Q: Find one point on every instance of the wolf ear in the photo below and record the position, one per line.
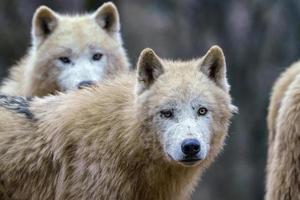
(107, 16)
(44, 22)
(149, 68)
(213, 65)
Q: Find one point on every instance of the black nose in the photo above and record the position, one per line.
(190, 147)
(85, 84)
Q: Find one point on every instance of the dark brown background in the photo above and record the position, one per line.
(259, 38)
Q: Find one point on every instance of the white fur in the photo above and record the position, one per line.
(81, 68)
(186, 124)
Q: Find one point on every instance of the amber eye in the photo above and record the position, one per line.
(202, 111)
(65, 60)
(97, 56)
(166, 113)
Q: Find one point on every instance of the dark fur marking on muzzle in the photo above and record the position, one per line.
(17, 104)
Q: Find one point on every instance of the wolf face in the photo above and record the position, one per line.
(186, 103)
(75, 51)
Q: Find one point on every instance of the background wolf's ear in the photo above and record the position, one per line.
(107, 16)
(44, 22)
(214, 66)
(149, 68)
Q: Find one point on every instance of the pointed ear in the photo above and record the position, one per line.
(107, 16)
(214, 66)
(149, 68)
(44, 22)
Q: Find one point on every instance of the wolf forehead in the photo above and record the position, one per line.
(18, 104)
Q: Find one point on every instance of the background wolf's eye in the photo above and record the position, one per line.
(65, 60)
(202, 111)
(166, 113)
(97, 56)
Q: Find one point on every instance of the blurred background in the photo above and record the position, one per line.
(259, 38)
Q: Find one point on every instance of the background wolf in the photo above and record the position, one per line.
(148, 136)
(68, 51)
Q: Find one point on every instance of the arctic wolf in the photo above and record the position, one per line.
(68, 52)
(283, 169)
(143, 136)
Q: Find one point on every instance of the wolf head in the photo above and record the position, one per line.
(74, 51)
(187, 104)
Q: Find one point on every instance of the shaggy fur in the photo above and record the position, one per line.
(77, 37)
(283, 180)
(103, 142)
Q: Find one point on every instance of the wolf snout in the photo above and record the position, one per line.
(190, 147)
(83, 84)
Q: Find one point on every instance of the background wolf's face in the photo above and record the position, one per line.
(186, 103)
(77, 50)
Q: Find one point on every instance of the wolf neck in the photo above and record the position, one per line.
(113, 134)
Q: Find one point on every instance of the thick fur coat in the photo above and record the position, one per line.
(107, 142)
(283, 168)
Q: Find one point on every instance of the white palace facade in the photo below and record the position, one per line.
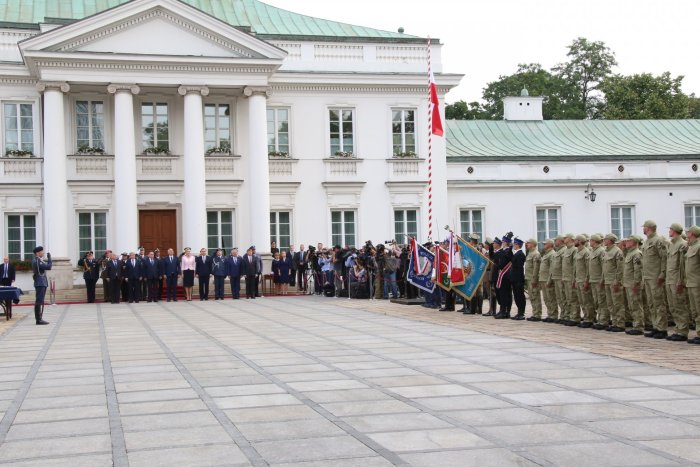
(173, 123)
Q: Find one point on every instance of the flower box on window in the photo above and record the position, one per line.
(157, 150)
(18, 153)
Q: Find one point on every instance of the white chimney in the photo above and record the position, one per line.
(523, 107)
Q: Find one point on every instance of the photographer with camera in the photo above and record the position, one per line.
(41, 282)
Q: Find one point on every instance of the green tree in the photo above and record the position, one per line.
(589, 63)
(461, 110)
(644, 96)
(561, 100)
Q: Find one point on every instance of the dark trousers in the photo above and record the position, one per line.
(153, 285)
(171, 287)
(204, 287)
(134, 290)
(236, 286)
(114, 290)
(90, 287)
(519, 297)
(219, 287)
(250, 286)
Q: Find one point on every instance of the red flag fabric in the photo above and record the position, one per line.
(435, 108)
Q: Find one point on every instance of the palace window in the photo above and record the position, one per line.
(154, 125)
(471, 221)
(278, 130)
(547, 224)
(89, 124)
(21, 236)
(342, 131)
(19, 126)
(343, 228)
(220, 230)
(692, 215)
(217, 126)
(405, 225)
(622, 221)
(281, 228)
(92, 232)
(403, 130)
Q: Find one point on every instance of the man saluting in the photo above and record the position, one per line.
(41, 282)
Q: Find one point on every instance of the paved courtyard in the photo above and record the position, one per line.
(334, 382)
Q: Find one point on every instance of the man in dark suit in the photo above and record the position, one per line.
(234, 269)
(203, 272)
(132, 274)
(251, 271)
(91, 272)
(7, 278)
(114, 273)
(171, 271)
(150, 270)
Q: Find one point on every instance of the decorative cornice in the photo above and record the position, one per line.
(187, 89)
(149, 16)
(43, 86)
(114, 88)
(249, 91)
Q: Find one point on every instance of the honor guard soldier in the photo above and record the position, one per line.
(532, 279)
(654, 253)
(691, 277)
(41, 282)
(632, 281)
(676, 294)
(582, 281)
(595, 280)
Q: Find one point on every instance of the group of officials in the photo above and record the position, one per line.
(636, 285)
(142, 276)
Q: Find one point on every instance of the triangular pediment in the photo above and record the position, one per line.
(168, 28)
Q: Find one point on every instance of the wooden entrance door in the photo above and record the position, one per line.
(158, 229)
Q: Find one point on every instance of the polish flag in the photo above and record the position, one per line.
(435, 107)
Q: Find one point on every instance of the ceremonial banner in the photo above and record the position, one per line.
(420, 267)
(474, 265)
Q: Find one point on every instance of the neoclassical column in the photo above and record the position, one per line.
(258, 180)
(55, 183)
(194, 199)
(124, 197)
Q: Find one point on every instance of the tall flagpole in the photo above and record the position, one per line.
(430, 151)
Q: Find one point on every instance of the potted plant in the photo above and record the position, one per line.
(157, 150)
(18, 153)
(86, 150)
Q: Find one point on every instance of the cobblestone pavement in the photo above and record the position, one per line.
(334, 382)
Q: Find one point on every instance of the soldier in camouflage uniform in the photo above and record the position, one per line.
(572, 314)
(596, 282)
(532, 279)
(632, 281)
(654, 253)
(581, 277)
(690, 272)
(612, 275)
(677, 297)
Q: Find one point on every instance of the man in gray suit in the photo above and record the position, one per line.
(41, 282)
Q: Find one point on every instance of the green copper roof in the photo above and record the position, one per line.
(572, 139)
(263, 19)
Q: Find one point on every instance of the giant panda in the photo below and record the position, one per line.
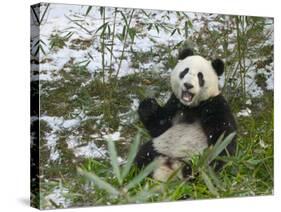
(194, 117)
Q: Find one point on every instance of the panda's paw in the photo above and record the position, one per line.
(148, 108)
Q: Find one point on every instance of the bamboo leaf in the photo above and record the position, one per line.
(88, 10)
(173, 32)
(132, 154)
(144, 173)
(98, 181)
(209, 184)
(215, 179)
(124, 18)
(220, 146)
(113, 159)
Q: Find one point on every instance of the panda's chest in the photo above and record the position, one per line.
(185, 138)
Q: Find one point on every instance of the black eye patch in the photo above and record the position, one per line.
(183, 73)
(201, 79)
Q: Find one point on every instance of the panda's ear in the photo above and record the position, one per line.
(218, 65)
(185, 53)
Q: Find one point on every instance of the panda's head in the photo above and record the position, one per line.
(195, 79)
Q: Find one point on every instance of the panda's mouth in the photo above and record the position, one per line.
(187, 96)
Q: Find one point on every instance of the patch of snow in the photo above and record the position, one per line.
(89, 150)
(113, 137)
(58, 197)
(244, 113)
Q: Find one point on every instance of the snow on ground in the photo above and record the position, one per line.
(244, 112)
(58, 197)
(57, 124)
(64, 20)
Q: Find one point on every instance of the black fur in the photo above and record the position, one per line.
(184, 72)
(185, 53)
(201, 79)
(218, 65)
(214, 114)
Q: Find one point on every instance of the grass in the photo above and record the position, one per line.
(109, 103)
(248, 173)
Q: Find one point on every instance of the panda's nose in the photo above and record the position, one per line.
(188, 85)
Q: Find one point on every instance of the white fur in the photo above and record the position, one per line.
(181, 141)
(195, 64)
(164, 172)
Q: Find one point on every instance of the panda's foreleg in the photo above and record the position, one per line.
(146, 154)
(153, 117)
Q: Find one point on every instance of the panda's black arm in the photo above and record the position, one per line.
(157, 119)
(216, 118)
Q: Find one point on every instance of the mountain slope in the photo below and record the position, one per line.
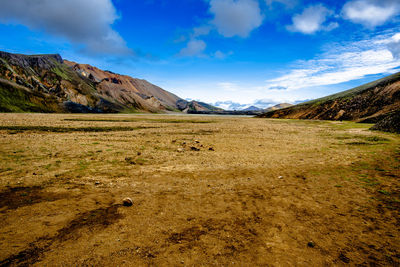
(47, 83)
(367, 103)
(127, 90)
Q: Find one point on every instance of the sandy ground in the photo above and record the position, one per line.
(205, 191)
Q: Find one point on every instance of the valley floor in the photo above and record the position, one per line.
(205, 190)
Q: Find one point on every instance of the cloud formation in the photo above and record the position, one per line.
(193, 48)
(86, 23)
(340, 64)
(312, 20)
(371, 13)
(394, 46)
(235, 17)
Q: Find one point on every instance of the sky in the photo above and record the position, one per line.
(230, 53)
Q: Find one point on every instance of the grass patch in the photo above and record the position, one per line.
(145, 120)
(55, 129)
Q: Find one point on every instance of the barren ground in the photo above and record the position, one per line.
(205, 191)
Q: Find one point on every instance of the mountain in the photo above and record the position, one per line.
(252, 108)
(370, 102)
(279, 106)
(47, 83)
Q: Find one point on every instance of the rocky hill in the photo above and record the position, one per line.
(278, 106)
(47, 83)
(370, 102)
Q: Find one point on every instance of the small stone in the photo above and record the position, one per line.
(130, 160)
(127, 202)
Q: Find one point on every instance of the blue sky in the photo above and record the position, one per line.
(232, 53)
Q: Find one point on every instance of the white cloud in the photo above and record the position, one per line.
(85, 23)
(194, 48)
(340, 64)
(311, 20)
(221, 55)
(371, 13)
(235, 17)
(394, 46)
(286, 3)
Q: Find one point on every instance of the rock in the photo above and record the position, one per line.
(130, 160)
(311, 244)
(127, 202)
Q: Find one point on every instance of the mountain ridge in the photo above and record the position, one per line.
(370, 103)
(30, 81)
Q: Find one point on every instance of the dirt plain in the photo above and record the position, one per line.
(205, 190)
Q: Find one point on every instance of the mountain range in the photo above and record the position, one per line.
(374, 102)
(47, 83)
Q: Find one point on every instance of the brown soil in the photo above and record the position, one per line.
(205, 191)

________________________________________

[Directions for this task]
Extract every line from the one containing "Q: Find one point on every instance of the mountain range" to the end of the entries, including both of those lines, exactly as given and with nothing added.

[Finished task]
Q: Find one point on every instance of the mountain range in the photo above and record the position, one per line.
(374, 102)
(47, 83)
Q: Find one point on every instance of the brown soil in the photo above and record the position, one per line.
(205, 191)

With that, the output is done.